___ The records ___

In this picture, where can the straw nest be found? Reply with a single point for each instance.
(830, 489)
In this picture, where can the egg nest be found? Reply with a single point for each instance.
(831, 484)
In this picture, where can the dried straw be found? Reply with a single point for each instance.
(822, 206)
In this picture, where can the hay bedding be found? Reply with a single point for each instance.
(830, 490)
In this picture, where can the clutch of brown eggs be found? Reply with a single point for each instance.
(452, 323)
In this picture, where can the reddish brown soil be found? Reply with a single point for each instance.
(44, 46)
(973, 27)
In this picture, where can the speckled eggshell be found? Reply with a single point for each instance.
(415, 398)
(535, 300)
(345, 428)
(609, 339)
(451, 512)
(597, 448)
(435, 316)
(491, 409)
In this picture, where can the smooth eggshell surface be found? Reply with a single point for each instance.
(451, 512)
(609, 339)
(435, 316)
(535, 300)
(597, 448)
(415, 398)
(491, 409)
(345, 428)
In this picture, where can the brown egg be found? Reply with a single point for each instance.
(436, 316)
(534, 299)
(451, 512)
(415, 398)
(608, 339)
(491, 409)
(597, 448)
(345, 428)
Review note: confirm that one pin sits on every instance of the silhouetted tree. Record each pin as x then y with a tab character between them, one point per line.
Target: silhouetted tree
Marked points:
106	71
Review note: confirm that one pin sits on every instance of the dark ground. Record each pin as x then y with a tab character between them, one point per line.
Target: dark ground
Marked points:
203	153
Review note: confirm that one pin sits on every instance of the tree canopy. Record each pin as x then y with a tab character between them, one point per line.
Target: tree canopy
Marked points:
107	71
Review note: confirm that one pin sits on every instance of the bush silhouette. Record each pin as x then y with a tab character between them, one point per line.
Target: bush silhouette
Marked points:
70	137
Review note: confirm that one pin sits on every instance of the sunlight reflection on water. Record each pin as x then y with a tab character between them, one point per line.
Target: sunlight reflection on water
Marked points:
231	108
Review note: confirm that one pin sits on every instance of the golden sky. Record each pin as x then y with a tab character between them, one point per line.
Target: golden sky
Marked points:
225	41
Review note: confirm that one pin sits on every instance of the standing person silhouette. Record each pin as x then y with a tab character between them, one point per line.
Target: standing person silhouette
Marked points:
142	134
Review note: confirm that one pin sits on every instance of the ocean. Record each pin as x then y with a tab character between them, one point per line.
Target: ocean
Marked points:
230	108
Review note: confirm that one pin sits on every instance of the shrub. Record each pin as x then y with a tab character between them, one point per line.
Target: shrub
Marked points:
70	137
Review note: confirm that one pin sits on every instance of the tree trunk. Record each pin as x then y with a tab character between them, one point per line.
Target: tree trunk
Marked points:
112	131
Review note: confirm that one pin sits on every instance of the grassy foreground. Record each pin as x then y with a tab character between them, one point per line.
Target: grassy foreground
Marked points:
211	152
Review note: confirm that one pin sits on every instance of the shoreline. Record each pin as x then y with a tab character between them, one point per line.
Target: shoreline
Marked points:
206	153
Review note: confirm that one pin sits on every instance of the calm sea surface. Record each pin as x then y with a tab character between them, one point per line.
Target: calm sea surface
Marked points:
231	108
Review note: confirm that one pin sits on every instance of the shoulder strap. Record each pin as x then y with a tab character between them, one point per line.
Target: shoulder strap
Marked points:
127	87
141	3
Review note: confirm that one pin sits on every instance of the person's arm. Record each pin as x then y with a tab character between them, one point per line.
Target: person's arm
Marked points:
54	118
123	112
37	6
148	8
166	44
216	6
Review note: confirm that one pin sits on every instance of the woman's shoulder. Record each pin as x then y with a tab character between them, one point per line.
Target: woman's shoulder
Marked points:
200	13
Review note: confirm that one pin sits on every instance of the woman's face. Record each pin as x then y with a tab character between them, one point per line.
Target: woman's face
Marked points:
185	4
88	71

___

* Problem statement: Please convert all the records into a two-column CSV with the columns record_text and answer, one row per record. Put each record's text and its answer in quoted fields, replacing line breaks with spaces.

* Task response:
record_text,answer
"In this picture, where can the straw nest be found? Reply with a single point for each instance.","(830, 489)"
"In this picture, where can the egg nest be found? Reply with a single point for each instance.","(831, 484)"
"In this picture, where can the dried straw be found? Reply with a single point for each instance.","(822, 206)"
"In this picture, where can the hay bedding be found? Reply with a single point for each instance.","(830, 490)"
"In this picture, where can the clutch of brown eggs be found? Reply with a single point for each instance.","(452, 323)"
"In this picture, where can the reddish brown soil be found? Reply with a single point for each instance.","(44, 46) (973, 27)"
"In this picture, where can the speckled eggshell be found? Reply with a single point for each instance.","(415, 398) (535, 300) (345, 428) (609, 339) (451, 512) (597, 448) (435, 316) (491, 409)"
"In this picture, where can the smooth eggshell surface be found? Reply with a single point for each instance.","(451, 512) (609, 339) (435, 316) (535, 300) (597, 448) (415, 398) (491, 409) (345, 428)"
"In this picture, where can the brown egg be found? Reply with a single point for each instance.","(436, 316) (534, 299) (451, 512) (415, 398) (608, 339) (491, 409) (597, 448) (345, 428)"
"Review note: confirm that one pin sits on every instance of the silhouetted tree. Record each pin as x then y with a tab character between them, one point per line. Target: silhouetted tree Marked points:","106	71"
"Review note: confirm that one pin sits on every instance of the dark ground. Record each pin as x then y with a tab character between them, one point per line. Target: dark ground Marked points:","203	153"
"Review note: confirm that one pin sits on every instance of the tree canopy. Record each pin as x then y with a tab character between them, one point per line. Target: tree canopy Marked points:","107	71"
"Review note: confirm that one pin sits on every instance of the bush silhouette. Record each pin as x then y with a tab character between them, one point per line. Target: bush silhouette Marked points:","70	137"
"Review note: confirm that one pin sits on every instance of the sunlight reflection on water. Record each pin as x then y with a tab character between them, one point per line. Target: sunlight reflection on water Marked points:","231	108"
"Review note: confirm that one pin sits on every instance of the golden sky. Record each pin as x then y with a tab character between them, one point per line. Target: golden sky Marked points:","225	41"
"Review note: confirm that one pin sits on every instance of the standing person silhouette. Record each pin as x then y with a tab character between them, one point per line. Target: standing person silhouette Marked points:","142	134"
"Review note: confirm that one pin sits on every instance of the ocean. Record each pin as x then y with a tab character between them, one point per line. Target: ocean Marked points:","230	108"
"Review note: confirm that one pin sits on every instance of the shrub. Record each pin as x then y with a tab character between them, one point per line. Target: shrub Marked points:","70	137"
"Review note: confirm that one pin sits on every instance of the tree trunk. Record each pin as x then y with a tab character between them, one point per line. Target: tree trunk Marked points:","112	131"
"Review note: confirm that one pin sits on every instance of the grassy foreground. Record each pin as x then y with a tab character between them, one point per line. Target: grassy foreground Marked points:","211	152"
"Review note: confirm that one pin sits on every instance of the shoreline. Record each pin as x then y with a tab character between them, one point per line. Target: shoreline Marked points:","206	153"
"Review note: confirm that one pin sits on every instance of the calm sea surface. Record each pin as x then y with a tab character between them, one point per line. Target: calm sea surface Marked points:","231	108"
"Review note: confirm that one pin sits on every instance of the shoulder strap. Record each pin as x then y with a tab character between them, one point per line. Target: shoulder strap Marked points:","127	87 141	3"
"Review note: confirm that one pin sits on every instance of the person's arm. Record each pin as x then y with a tab character between them, one point per line. Target: person's arm Marked points:","54	118 123	112 37	6 148	8 166	44 216	6"
"Review note: confirm that one pin sits on every instance of the woman's shoulder. Record each pin as x then y with a tab character between them, one point per line. Target: woman's shoulder Marked points:","200	13"
"Review note: confirm that one pin sits on every instance of the woman's face. Record each pin as x then y with a tab character between them, one point per line. Target: woman's face Marked points:","185	4 88	71"